** TRECHO DE ORIGEM **
╭──
Discurso de Posse do EXMO. Sr. Desembargador José Lisboa da Gama Malcher Biênio 1995/1996
DISCURSO DE POSSE DO EXMO. SR. DESEMBARGADOR JOSÉ LISBOA DA GAMA MALCHER BIÊNIO 1995/1996
Assumimos a Presidência do Tribunal de Justiça do Estado do Rio de Janeiro com os olhos voltados para o passado, pois o fluir da vida se apresenta como um processo projetivo; as lembranças e experiências do outrem influenciam o presente e asseguram a busca do futuro.
Lembro-me dos grandes vultos que ocuparam esta Presidência a partir de Gomes Freire de Andrada, o Conde de Bombadela quando criada a Relação do Rio de Janeiro em 1751; até os mais recentes com quem convivi; Martinho Garcez Netto, Aloysio Maria Teixeira, Lourival Gonçalves de Oliveira, Wellington Pimentel, Pedro Américo Rios Gonçalves, Fernando Loretti e Antonio Carlos Amorim; não menciono todos; nestes, apenas, resumo suas preocupações, as horas mal dormidas, seus sonhos e suas realizações, todas que engrandecem esta Casa da Justiça.
╰──
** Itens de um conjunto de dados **
╭──
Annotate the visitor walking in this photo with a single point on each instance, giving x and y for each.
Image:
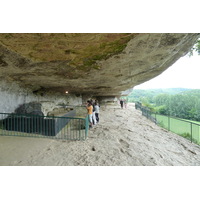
(89, 109)
(121, 102)
(93, 113)
(96, 106)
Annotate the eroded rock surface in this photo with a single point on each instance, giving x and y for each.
(97, 64)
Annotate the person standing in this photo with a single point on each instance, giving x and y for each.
(121, 102)
(125, 103)
(96, 106)
(89, 108)
(93, 113)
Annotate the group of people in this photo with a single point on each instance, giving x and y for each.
(123, 103)
(93, 112)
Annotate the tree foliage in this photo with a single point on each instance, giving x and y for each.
(184, 104)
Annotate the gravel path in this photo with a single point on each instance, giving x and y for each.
(122, 138)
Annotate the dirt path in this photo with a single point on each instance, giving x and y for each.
(123, 137)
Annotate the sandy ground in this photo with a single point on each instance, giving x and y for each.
(122, 138)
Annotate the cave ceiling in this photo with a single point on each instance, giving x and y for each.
(100, 64)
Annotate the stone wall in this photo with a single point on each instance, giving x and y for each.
(12, 96)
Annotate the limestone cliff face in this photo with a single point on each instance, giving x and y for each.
(96, 64)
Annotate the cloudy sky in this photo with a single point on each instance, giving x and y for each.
(185, 73)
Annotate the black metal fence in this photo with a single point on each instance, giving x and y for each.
(66, 127)
(185, 128)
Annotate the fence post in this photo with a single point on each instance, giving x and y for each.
(168, 123)
(191, 130)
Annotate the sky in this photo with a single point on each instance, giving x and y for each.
(184, 73)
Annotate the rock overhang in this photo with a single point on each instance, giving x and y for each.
(89, 64)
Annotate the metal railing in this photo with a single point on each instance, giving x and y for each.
(185, 128)
(55, 127)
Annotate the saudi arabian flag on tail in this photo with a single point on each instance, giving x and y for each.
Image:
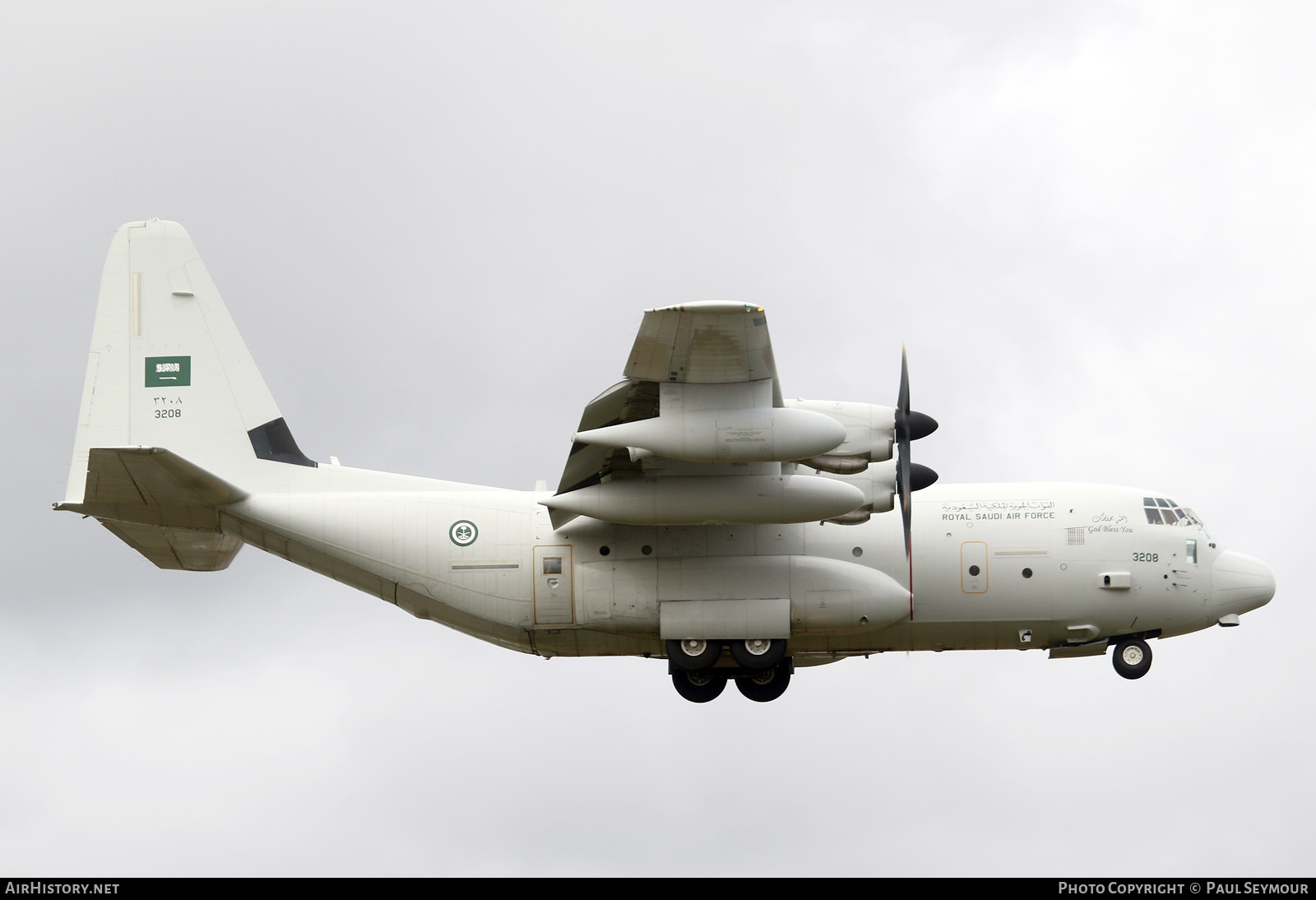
(169, 371)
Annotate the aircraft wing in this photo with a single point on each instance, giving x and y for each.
(697, 432)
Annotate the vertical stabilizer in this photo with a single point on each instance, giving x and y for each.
(169, 369)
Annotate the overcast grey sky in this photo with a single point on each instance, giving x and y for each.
(438, 224)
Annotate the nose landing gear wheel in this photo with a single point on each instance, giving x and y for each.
(765, 686)
(694, 654)
(1132, 658)
(697, 687)
(758, 653)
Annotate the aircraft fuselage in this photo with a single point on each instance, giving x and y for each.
(995, 566)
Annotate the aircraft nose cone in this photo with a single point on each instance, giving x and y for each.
(1241, 582)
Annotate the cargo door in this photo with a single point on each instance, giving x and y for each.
(553, 584)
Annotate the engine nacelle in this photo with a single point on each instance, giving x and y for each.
(739, 434)
(870, 434)
(714, 499)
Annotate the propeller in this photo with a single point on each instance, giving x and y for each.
(910, 427)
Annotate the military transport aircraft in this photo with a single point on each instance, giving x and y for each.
(702, 517)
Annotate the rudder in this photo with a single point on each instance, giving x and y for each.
(169, 369)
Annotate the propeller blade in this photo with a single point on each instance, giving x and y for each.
(903, 472)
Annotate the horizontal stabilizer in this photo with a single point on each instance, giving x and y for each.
(160, 504)
(179, 548)
(153, 476)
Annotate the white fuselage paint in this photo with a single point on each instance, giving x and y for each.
(490, 564)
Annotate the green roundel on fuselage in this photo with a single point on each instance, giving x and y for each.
(464, 533)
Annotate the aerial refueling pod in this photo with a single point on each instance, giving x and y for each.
(767, 434)
(707, 500)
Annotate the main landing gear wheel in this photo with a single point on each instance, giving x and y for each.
(758, 653)
(694, 654)
(767, 684)
(697, 687)
(1132, 658)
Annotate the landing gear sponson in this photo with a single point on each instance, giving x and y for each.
(761, 667)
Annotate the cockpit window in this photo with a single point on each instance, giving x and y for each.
(1161, 511)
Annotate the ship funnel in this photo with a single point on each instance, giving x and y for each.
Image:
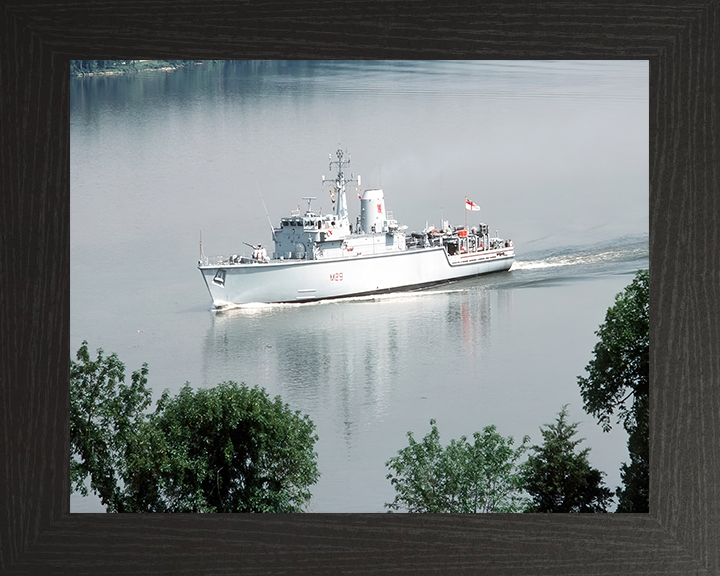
(372, 210)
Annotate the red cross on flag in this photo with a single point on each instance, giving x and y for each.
(470, 205)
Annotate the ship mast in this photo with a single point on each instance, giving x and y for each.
(340, 208)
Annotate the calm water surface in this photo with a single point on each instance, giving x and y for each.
(556, 154)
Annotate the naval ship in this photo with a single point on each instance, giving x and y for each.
(321, 256)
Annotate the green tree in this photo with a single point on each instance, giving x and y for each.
(226, 449)
(618, 384)
(106, 414)
(558, 478)
(463, 477)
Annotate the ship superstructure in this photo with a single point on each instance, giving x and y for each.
(318, 256)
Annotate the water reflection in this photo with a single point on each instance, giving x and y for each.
(350, 361)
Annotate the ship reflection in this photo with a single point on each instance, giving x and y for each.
(352, 363)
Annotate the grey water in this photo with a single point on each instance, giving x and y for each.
(555, 153)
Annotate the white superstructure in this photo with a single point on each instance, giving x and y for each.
(320, 256)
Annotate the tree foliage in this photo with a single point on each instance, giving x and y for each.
(618, 384)
(480, 476)
(558, 478)
(226, 449)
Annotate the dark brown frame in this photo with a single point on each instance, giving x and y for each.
(679, 536)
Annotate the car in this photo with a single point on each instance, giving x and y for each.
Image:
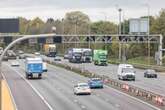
╰──
** QUESTÃO 1 **
Atualize o trecho do discurso de posse que começa em "Lembro-me dos grandes" e termina em "Casa da Justiça.", trocando "horas mal dormidas" por "noites mal dormidas".
** QUESTÃO 2 **
Dê seguimento ao discurso de posse na Presidência do Tribunal de Justiça do Estado do Rio de Janeiro a partir do ponto em que ele termina.

** RESPOSTA DO EXERCÍCIO 1 **
Lembro-me dos grandes vultos que ocuparam esta Presidência a partir de Gomes Freire de Andrada, o Conde de Bombadela quando criada a Relação do Rio de Janeiro em 1751; até os mais recentes com quem convivi; Martinho Garcez Netto, Aloysio Maria Teixeira, Lourival Gonçalves de Oliveira, Wellington Pimentel, Pedro Américo Rios Gonçalves, Fernando Loretti e Antonio Carlos Amorim; não menciono todos; nestes, apenas, resumo suas preocupações, as noites mal dormidas, seus sonhos e suas realizações, todas que engrandecem esta Casa da Justiça.

** RESPOSTA DO EXERCÍCIO 2 **
Suceder a Administração que não se encerra, mas se projetará no nosso período é tarefa árdua, mas factível; a isto nos anima a confiança dos membros da Corte e a unidade de propósitos que nos cerca: a Presidência e a Alta Direção do Tribunal apenas refletem, nos seus atos e decisões essa unidade; este Tribunal é uno nas suas eventuais divergências que refletem o pensar e o sentir de cada um dos seus membros em face dos conceitos jurídicos e administrativos diante da Constituição, das leis e do ideal de Justiça.
O exercício da Presidência do Poder judiciário implica em decisões predominantemente políticas e administrativas, mas elas se inserem na postura superior deste Órgão Especial, verdadeiro detentor do Poder e, como tal, cabe-nos refletir e executar suas decisões, estas sim, soberanas.
Cumprindo ambas as funções impõe-se a fiel observância e a aplicação dos princípios da moralidade, da legalidade e da impossibilidade que marcaram, singularmente, a Administração do Desembargador Antonio Carlos Amorim, elevando este Tribunal à posição eminente que ocupa entre os Tribunais do país; nesta Casa de distribuição da Justiça sempre se apurou as faltas funcionais de todos, servidores ou magistrados, e se realizou a plena aplicação das normas legais; assim como se reconhece o mérito de cada retribuindo-o com o reconhecimento público e funcional.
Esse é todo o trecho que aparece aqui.